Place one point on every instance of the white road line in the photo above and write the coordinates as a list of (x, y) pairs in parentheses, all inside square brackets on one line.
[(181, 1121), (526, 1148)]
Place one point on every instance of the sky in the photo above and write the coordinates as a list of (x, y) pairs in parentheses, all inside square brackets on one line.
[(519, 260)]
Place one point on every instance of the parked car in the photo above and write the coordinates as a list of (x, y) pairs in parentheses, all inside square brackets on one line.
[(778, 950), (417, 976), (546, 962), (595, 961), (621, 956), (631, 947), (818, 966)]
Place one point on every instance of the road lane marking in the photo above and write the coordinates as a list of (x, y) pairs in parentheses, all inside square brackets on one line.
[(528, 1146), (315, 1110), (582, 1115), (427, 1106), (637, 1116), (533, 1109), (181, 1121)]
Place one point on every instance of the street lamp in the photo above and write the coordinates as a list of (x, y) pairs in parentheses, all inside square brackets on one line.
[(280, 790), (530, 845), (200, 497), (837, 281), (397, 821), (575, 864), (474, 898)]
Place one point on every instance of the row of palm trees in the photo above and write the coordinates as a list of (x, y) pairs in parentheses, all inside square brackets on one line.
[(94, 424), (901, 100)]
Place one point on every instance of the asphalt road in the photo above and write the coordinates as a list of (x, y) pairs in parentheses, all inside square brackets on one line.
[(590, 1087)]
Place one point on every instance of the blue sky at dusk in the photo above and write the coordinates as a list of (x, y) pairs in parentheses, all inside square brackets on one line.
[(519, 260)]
==
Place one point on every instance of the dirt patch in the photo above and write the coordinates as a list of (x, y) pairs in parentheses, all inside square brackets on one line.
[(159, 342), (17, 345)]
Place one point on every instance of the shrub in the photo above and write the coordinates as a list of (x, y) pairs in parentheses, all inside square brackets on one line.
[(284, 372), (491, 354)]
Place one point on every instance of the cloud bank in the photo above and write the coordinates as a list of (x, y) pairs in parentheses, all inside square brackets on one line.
==
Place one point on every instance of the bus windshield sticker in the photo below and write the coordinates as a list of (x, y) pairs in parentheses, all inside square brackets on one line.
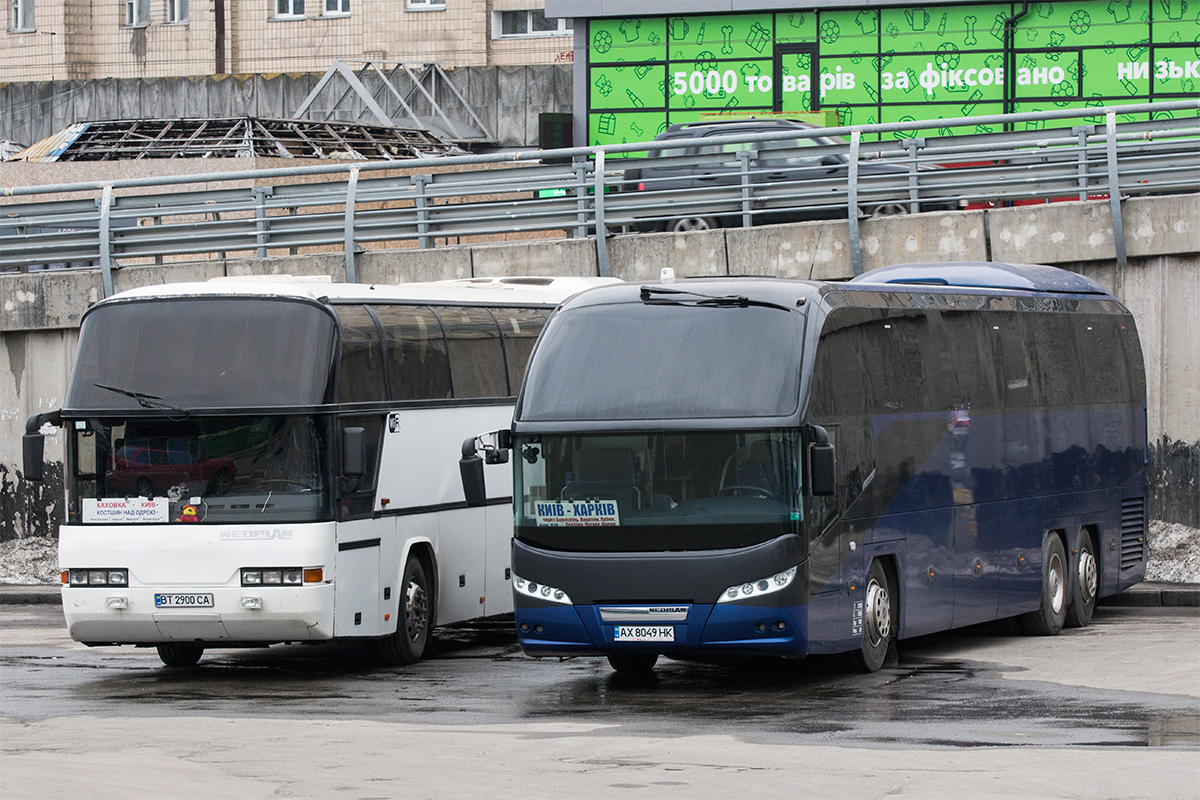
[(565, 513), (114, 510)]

_Exercise directions_. Convert the lines between the one containing "Place one point on every instance of the white" and the one containing "947), (818, 966)]", inclusive, into a JSON list of strings, one string per line, omitting blank lines.

_Answer to the problem_.
[
  "Place one point on every instance of the white road line in the photo above and write the coordinates as a list of (x, y) pairs in parentheses, all inside square brackets on one line.",
  "[(181, 1121), (526, 1148)]",
  "Place one point on every instance of the sky in the photo above and write the coordinates as a list of (x, y) pairs in parentheses, all inside square brackets on one line.",
  "[(519, 260)]",
  "Place one point on every instance of the parked car in the photo above and write the coordinates as a list of (x, y) pairs in parentheses, all inside square brackets on one line.",
  "[(778, 950), (417, 976), (546, 962), (595, 961), (621, 956), (631, 947), (818, 966)]"
]